## Dataset extract
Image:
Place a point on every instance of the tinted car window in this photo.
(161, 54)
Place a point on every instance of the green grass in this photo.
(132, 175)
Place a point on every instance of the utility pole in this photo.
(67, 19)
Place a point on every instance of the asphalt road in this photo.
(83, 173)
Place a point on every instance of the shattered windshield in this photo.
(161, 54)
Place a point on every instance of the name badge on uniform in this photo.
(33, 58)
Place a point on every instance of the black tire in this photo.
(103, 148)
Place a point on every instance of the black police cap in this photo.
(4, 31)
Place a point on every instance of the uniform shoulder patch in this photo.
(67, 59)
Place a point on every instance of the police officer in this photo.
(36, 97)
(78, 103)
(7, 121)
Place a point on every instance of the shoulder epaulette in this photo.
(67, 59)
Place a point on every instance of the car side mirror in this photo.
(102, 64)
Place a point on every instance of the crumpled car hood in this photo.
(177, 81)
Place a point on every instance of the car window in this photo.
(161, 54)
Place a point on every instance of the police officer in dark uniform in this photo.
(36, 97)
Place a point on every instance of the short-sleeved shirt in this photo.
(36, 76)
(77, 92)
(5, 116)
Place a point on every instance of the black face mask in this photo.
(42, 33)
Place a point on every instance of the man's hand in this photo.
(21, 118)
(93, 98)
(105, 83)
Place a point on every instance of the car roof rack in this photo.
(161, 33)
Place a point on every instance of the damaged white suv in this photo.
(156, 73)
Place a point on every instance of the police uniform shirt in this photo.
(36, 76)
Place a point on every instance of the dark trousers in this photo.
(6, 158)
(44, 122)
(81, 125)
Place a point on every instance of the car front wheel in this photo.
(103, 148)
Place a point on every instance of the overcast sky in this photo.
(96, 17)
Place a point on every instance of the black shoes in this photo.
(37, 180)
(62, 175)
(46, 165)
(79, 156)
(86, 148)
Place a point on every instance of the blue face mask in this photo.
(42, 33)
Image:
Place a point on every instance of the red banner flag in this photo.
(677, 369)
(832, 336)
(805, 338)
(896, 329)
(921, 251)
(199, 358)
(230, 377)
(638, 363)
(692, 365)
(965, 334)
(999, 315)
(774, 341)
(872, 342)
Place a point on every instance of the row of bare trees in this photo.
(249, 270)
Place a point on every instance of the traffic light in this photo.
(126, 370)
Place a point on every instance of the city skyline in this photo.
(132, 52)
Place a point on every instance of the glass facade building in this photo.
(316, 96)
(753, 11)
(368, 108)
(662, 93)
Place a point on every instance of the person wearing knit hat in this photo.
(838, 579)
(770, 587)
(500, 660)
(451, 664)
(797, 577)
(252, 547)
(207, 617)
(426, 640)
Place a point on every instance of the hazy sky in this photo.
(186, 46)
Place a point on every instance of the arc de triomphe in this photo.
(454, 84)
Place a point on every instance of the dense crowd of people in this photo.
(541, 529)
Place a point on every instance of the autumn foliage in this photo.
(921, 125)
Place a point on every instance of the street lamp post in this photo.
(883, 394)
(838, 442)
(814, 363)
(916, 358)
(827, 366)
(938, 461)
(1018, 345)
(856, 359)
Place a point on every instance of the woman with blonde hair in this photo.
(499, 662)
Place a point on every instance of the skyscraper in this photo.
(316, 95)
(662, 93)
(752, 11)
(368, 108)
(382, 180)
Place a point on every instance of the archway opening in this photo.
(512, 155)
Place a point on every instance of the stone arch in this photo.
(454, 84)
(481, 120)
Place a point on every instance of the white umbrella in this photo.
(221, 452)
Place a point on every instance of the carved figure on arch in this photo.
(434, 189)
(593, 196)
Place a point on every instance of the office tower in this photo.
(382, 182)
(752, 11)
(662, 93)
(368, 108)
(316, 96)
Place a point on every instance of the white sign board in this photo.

## Task prompt
Reformat every line above as a numbered list, omitting any blank lines.

## Exercise result
1. Image:
2. Place a point on every instance of the tinted car window in this photo.
3. (161, 54)
4. Place a point on every instance of the green grass in this photo.
5. (132, 175)
6. Place a point on every instance of the utility pole in this photo.
7. (67, 19)
8. Place a point on every instance of the asphalt road in this photo.
9. (83, 173)
10. Place a point on every instance of the shattered windshield in this photo.
11. (161, 54)
12. Place a point on every instance of the name badge on uniform in this photo.
13. (33, 58)
14. Place a point on every instance of the black tire in this photo.
15. (103, 148)
16. Place a point on every instance of the black police cap in this photo.
17. (4, 31)
18. Place a point on every instance of the uniform shoulder patch in this photo.
19. (67, 59)
20. Place a point on every instance of the police officer in this photo.
21. (36, 97)
22. (78, 103)
23. (7, 121)
24. Place a point on every instance of the shoulder epaulette in this photo.
25. (67, 59)
26. Place a point on every instance of the car side mirror in this photo.
27. (102, 64)
28. Place a point on every instance of the crumpled car hood in this photo.
29. (177, 81)
30. Place a point on every instance of the car window in this photo.
31. (161, 54)
32. Place a point on every instance of the police officer in dark uniform in this photo.
33. (36, 97)
34. Place a point on every instance of the short-sleeved shirt in this photo.
35. (36, 76)
36. (77, 92)
37. (5, 116)
38. Place a point on every instance of the black face mask in this photo.
39. (42, 33)
40. Place a point on every instance of the man's hand in this photo.
41. (21, 118)
42. (93, 98)
43. (105, 83)
44. Place a point on every instance of the car roof rack in this photo.
45. (161, 33)
46. Place a point on every instance of the damaged white suv in this photo.
47. (156, 73)
48. Place a point on every instance of the police uniform shirt in this photo.
49. (36, 76)
50. Place a point on every instance of the dark trousers in this photo.
51. (6, 158)
52. (44, 122)
53. (81, 125)
54. Place a point on every instance of the car front wheel in this photo.
55. (103, 148)
56. Place a point on every instance of the overcast sky in this photo.
57. (96, 17)
58. Place a point on every instance of the black shoes in this photo.
59. (37, 180)
60. (62, 175)
61. (46, 165)
62. (79, 156)
63. (86, 148)
64. Place a point on every instance of the blue face mask in this photo.
65. (42, 33)
66. Image:
67. Place a point on every instance of the red banner flag in this photo.
68. (677, 369)
69. (832, 336)
70. (805, 338)
71. (896, 329)
72. (921, 251)
73. (199, 358)
74. (230, 377)
75. (638, 363)
76. (692, 365)
77. (965, 334)
78. (999, 315)
79. (774, 341)
80. (872, 342)
81. Place a point on every instance of the row of bare trees in this photo.
82. (249, 270)
83. Place a point on every instance of the traffic light in this photo.
84. (126, 370)
85. Place a point on every instance of the city skyline in this photo.
86. (132, 52)
87. Place a point on every instance of the glass facade building in this photo.
88. (316, 96)
89. (753, 11)
90. (368, 108)
91. (662, 93)
92. Place a point on every instance of the person wearing knit hat in this photo.
93. (838, 579)
94. (770, 587)
95. (500, 660)
96. (451, 664)
97. (797, 577)
98. (252, 547)
99. (207, 617)
100. (426, 640)
101. Place a point on every instance of the hazy sky in this photo.
102. (186, 46)
103. Place a point on every instance of the arc de triomphe in this photo.
104. (454, 84)
105. Place a point on every instance of the dense crowd of people in this photo.
106. (541, 529)
107. Place a point on every instance of the autumn foliage in this photo.
108. (921, 125)
109. Place a point on every instance of the street lamp post in this photo.
110. (883, 394)
111. (838, 442)
112. (814, 363)
113. (916, 358)
114. (827, 366)
115. (938, 461)
116. (1018, 345)
117. (856, 359)
118. Place a point on every instance of the woman with blonde hair in this photo.
119. (499, 662)
120. Place a point on every instance of the skyscraper in this photo.
121. (316, 95)
122. (662, 93)
123. (752, 11)
124. (368, 108)
125. (382, 180)
126. Place a point on every instance of the archway opening in this photo.
127. (512, 155)
128. Place a point on every instance of the stone arch in this photo.
129. (454, 84)
130. (481, 120)
131. Place a point on every instance of the white umbrella in this photo.
132. (221, 452)
133. Place a point on every instance of the carved figure on arch in this photo.
134. (434, 189)
135. (593, 196)
136. Place a point on every instance of the office tower in this photo.
137. (382, 182)
138. (752, 11)
139. (662, 93)
140. (368, 108)
141. (316, 96)
142. Place a point on every instance of the white sign board in this photo.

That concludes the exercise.